TEXT SECTION:
☆ ☆ ☆ ☆ ☆ ☆ ☆

One interesting aspect to notice in the “fast” GSGP implementation is that we are able to access all the intermediate populations at zero cost: they are already stored in the data structures that we use, and their output is already computed to obtain the outputs of the current population. Hence, it is natural to ask if we can use this additional “free” information to improve the performances in GSGP. In particular, we propose allowing “older” individuals to be selected in the tournament selection.

Concerning the implementation details, as one can observe in Figure 2 at the bottom, the pointers can go back for multiple generations (two in the example figure) instead of a single one, with no additional overhead. The pseudocode for the multi-generational selection is presented in Algorithm 1. As it is possible to notice, since all the information is already available, there is no significant additional computational cost compared to standard GSGP.

☆ ☆ ☆ ☆ ☆ ☆ ☆

LISTED ENTRIES:
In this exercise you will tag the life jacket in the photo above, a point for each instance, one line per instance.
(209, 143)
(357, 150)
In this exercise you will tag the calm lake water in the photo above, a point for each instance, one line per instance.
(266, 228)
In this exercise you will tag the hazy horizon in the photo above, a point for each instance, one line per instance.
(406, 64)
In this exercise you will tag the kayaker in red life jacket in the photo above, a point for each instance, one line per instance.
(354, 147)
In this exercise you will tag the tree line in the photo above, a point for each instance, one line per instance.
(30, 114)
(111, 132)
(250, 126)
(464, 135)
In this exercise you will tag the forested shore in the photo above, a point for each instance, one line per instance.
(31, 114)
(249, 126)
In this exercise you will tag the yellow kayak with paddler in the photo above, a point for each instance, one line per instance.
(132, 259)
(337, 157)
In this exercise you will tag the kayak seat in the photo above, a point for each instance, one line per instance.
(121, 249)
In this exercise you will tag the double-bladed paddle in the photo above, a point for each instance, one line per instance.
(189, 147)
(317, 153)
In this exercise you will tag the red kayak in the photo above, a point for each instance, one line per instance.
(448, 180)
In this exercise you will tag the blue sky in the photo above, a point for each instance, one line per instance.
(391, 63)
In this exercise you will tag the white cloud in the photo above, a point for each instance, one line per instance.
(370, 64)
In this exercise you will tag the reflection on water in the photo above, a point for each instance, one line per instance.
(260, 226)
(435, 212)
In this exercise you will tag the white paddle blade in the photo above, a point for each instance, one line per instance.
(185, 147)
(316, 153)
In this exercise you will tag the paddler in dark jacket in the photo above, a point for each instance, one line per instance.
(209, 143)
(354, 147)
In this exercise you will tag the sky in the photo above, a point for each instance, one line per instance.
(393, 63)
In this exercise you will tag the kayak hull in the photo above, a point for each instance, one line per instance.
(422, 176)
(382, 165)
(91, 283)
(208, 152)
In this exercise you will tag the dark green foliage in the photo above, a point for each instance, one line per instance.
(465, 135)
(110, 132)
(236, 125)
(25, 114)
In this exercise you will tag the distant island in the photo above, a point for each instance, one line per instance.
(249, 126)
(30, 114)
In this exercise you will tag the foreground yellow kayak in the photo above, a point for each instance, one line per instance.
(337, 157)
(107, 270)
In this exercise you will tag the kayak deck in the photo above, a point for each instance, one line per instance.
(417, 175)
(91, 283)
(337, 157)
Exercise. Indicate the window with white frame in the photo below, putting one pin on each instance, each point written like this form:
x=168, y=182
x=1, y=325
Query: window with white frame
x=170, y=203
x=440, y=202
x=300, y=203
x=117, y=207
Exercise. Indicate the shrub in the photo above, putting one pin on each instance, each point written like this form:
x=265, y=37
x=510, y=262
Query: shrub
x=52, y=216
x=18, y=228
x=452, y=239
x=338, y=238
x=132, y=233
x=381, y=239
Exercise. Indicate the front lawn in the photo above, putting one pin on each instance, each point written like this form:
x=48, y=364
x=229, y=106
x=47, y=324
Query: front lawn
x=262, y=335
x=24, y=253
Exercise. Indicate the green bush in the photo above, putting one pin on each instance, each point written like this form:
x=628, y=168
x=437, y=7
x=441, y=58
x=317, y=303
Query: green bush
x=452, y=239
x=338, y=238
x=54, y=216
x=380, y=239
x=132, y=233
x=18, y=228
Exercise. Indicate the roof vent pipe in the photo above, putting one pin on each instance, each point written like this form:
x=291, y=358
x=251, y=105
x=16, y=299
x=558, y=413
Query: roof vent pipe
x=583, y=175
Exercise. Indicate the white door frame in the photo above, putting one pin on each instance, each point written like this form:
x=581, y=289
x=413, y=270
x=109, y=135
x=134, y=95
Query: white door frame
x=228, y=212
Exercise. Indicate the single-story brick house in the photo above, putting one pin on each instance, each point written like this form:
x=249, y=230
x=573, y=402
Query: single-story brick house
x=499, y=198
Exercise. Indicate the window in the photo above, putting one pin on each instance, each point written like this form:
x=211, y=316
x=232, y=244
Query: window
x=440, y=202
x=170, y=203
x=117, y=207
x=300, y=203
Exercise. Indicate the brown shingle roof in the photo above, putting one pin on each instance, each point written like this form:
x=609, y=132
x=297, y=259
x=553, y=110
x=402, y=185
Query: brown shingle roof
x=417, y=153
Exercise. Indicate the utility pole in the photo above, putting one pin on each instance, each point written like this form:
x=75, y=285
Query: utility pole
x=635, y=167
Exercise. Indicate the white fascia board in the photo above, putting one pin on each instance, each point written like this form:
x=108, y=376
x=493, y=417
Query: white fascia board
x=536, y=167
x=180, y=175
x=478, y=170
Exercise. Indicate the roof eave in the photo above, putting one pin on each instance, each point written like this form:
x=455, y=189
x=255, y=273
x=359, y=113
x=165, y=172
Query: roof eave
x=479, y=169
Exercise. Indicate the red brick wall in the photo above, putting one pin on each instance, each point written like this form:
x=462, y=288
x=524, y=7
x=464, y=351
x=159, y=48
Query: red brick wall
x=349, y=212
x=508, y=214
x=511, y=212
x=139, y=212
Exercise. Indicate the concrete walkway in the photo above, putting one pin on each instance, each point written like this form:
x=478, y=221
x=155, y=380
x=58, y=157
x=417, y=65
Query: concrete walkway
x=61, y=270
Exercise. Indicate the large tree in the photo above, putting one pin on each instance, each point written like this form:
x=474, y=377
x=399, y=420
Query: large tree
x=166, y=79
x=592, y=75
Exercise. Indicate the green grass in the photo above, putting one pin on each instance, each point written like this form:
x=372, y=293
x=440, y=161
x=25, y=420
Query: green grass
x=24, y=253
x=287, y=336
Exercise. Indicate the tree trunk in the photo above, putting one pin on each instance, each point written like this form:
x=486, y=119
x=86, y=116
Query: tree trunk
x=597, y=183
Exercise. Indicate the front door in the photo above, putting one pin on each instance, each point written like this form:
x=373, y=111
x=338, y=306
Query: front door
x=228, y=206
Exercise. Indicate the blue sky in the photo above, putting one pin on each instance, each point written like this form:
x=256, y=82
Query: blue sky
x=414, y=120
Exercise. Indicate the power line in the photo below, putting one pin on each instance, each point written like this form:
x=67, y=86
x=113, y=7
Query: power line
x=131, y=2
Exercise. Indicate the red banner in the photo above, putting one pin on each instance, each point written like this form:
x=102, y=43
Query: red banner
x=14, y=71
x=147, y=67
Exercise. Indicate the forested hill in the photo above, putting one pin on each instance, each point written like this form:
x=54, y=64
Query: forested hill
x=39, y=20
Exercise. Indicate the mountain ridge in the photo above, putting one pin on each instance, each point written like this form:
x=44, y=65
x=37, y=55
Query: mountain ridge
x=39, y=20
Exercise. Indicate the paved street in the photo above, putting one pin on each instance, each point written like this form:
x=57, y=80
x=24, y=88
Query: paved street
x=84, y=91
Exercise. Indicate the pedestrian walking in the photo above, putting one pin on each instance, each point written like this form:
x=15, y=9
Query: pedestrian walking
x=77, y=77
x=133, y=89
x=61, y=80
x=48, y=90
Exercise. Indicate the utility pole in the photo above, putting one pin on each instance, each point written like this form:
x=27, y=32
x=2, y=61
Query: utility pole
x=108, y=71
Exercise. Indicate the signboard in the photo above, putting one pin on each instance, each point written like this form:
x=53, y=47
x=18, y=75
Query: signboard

☆ ☆ ☆ ☆ ☆ ☆ ☆

EXERCISE:
Condense the paragraph of the GSGP text that begins "One interesting aspect to notice" into a short bulleted list of its main facts.

WRITTEN RESPONSE:
- In the "fast" GSGP implementation, all intermediate populations can be accessed at zero cost.
- They are already stored in the data structures in use, and their output is already computed to obtain the outputs of the current population.
- This raises the question of whether this "free" information can improve GSGP's performance.
- The proposal is to allow "older" individuals to be selected in tournament selection.